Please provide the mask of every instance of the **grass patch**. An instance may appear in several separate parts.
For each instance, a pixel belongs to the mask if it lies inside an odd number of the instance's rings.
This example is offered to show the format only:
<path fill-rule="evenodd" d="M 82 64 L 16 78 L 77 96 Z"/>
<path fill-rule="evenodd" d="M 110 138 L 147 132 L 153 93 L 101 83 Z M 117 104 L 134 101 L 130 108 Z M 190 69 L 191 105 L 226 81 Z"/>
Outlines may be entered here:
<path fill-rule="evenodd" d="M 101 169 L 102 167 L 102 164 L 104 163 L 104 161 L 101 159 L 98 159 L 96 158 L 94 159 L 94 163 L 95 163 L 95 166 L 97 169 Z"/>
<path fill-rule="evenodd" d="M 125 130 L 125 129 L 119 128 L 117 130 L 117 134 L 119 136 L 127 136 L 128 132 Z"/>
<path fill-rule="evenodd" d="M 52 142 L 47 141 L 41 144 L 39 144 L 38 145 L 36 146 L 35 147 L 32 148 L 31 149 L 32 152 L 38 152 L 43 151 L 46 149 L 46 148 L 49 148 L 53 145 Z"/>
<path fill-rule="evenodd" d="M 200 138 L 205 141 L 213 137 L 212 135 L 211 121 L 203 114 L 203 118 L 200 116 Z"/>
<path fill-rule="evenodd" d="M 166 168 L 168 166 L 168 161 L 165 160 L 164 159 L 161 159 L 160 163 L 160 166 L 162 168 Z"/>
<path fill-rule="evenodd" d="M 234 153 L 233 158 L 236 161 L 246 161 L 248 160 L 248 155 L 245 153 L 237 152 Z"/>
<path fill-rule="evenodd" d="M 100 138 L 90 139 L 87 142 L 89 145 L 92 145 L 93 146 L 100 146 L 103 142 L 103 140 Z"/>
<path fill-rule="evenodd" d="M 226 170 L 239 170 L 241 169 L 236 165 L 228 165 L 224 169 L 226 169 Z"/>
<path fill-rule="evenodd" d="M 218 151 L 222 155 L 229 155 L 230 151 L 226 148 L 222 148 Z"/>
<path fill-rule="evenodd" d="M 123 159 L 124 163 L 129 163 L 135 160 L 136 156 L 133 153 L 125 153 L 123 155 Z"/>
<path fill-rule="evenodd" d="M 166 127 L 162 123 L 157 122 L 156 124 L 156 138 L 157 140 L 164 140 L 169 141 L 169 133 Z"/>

● **Exercise task**: Gather every line of the entries above that contains the word "mask".

● **Complete answer**:
Please provide the mask of every instance of the **grass patch**. An instance may appear in several separate parts.
For each instance, a pixel belongs to the mask if it lies inside an odd number of the instance's rings.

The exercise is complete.